What you return must be the complete listing, unchanged.
=== Section Start ===
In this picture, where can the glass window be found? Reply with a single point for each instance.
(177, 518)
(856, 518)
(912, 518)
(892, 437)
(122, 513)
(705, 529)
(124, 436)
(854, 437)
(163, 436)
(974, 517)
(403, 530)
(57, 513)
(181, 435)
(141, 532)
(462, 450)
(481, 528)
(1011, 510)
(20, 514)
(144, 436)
=== Section End ===
## PROBLEM SOLUTION
In this picture, where can the glass window be found? Reply with a single point for each instance.
(177, 518)
(856, 518)
(912, 518)
(892, 437)
(122, 513)
(705, 529)
(124, 436)
(854, 437)
(163, 436)
(974, 517)
(403, 530)
(57, 513)
(181, 435)
(141, 532)
(462, 450)
(481, 528)
(1011, 510)
(20, 514)
(144, 436)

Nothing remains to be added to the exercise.